**Task:**
Rewrite the entries below, changing every "Report coordinates" to "Give coordinates" and keeping everything else the same. Leave the pictures out.

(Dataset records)
#####

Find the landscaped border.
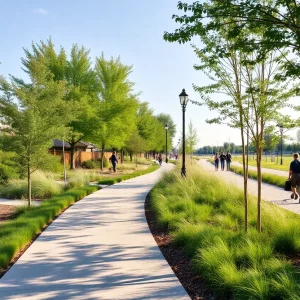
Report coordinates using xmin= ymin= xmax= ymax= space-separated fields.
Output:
xmin=0 ymin=186 xmax=99 ymax=278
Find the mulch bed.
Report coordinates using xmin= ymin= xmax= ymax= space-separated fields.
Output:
xmin=145 ymin=196 xmax=214 ymax=300
xmin=0 ymin=204 xmax=16 ymax=223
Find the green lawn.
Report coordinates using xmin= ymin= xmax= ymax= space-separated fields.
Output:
xmin=150 ymin=167 xmax=300 ymax=300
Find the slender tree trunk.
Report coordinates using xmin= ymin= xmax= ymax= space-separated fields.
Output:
xmin=100 ymin=144 xmax=104 ymax=170
xmin=256 ymin=144 xmax=262 ymax=232
xmin=70 ymin=141 xmax=75 ymax=170
xmin=27 ymin=161 xmax=31 ymax=207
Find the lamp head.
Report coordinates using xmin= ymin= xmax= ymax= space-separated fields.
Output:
xmin=179 ymin=89 xmax=189 ymax=106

#####

**Exercise answer:**
Find the landscaped border.
Give coordinates using xmin= ymin= xmax= ymax= space-separated fields.
Output:
xmin=0 ymin=186 xmax=99 ymax=278
Find the mulch bed.
Give coordinates using xmin= ymin= xmax= ymax= space-separated fields.
Output:
xmin=145 ymin=196 xmax=214 ymax=300
xmin=0 ymin=204 xmax=16 ymax=223
Find the green lawn.
Give coordinates using xmin= ymin= xmax= ymax= space-separated fields.
Output:
xmin=150 ymin=167 xmax=300 ymax=300
Find the slender tree trunk.
Give coordinates using xmin= ymin= xmax= ymax= space-separated fields.
Output:
xmin=100 ymin=144 xmax=104 ymax=170
xmin=256 ymin=144 xmax=262 ymax=232
xmin=70 ymin=141 xmax=75 ymax=170
xmin=27 ymin=161 xmax=31 ymax=207
Find the lamp head.
Give coordinates using xmin= ymin= xmax= ymax= space-separated fields.
Output:
xmin=179 ymin=89 xmax=189 ymax=106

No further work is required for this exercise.